(Detection annotation records)
------

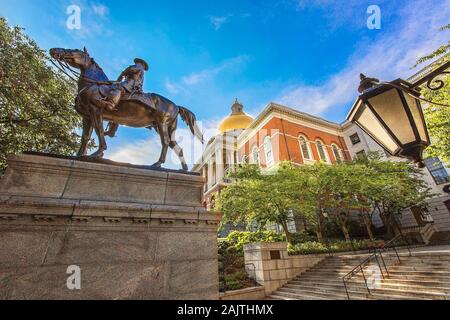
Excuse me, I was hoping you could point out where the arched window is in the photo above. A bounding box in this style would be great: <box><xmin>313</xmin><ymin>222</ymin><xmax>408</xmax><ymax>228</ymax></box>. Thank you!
<box><xmin>316</xmin><ymin>140</ymin><xmax>329</xmax><ymax>162</ymax></box>
<box><xmin>264</xmin><ymin>136</ymin><xmax>273</xmax><ymax>166</ymax></box>
<box><xmin>298</xmin><ymin>136</ymin><xmax>312</xmax><ymax>160</ymax></box>
<box><xmin>250</xmin><ymin>144</ymin><xmax>259</xmax><ymax>164</ymax></box>
<box><xmin>331</xmin><ymin>144</ymin><xmax>342</xmax><ymax>163</ymax></box>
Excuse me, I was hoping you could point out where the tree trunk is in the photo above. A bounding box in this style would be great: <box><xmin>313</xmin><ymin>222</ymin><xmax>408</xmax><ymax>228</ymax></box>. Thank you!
<box><xmin>316</xmin><ymin>213</ymin><xmax>325</xmax><ymax>243</ymax></box>
<box><xmin>281</xmin><ymin>221</ymin><xmax>293</xmax><ymax>244</ymax></box>
<box><xmin>362</xmin><ymin>212</ymin><xmax>375</xmax><ymax>240</ymax></box>
<box><xmin>341</xmin><ymin>221</ymin><xmax>352</xmax><ymax>241</ymax></box>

------

WHAT TO WORK ON: Put the items above into a two-column CSV with the columns "text" and "answer," giving one row for each text together with its answer. Place each value in a single quoted field, replace line breaks with spaces, and leave the pictures out.

RESPONSE TO THIS EXERCISE:
text,answer
"Excuse me, I was hoping you could point out where the arched window is in the photo above. A bounding box in this style would be great: <box><xmin>313</xmin><ymin>222</ymin><xmax>408</xmax><ymax>228</ymax></box>. Thank you!","<box><xmin>316</xmin><ymin>140</ymin><xmax>329</xmax><ymax>162</ymax></box> <box><xmin>264</xmin><ymin>136</ymin><xmax>273</xmax><ymax>166</ymax></box> <box><xmin>298</xmin><ymin>136</ymin><xmax>312</xmax><ymax>160</ymax></box> <box><xmin>250</xmin><ymin>144</ymin><xmax>259</xmax><ymax>164</ymax></box> <box><xmin>331</xmin><ymin>144</ymin><xmax>342</xmax><ymax>163</ymax></box>"
"Excuse me, I was hoping you could point out where the tree trunk is in the photo above. A bounding box in this style would be great: <box><xmin>313</xmin><ymin>222</ymin><xmax>408</xmax><ymax>228</ymax></box>. Thank you!","<box><xmin>316</xmin><ymin>213</ymin><xmax>325</xmax><ymax>243</ymax></box> <box><xmin>281</xmin><ymin>221</ymin><xmax>293</xmax><ymax>244</ymax></box> <box><xmin>362</xmin><ymin>212</ymin><xmax>375</xmax><ymax>240</ymax></box> <box><xmin>341</xmin><ymin>221</ymin><xmax>352</xmax><ymax>241</ymax></box>"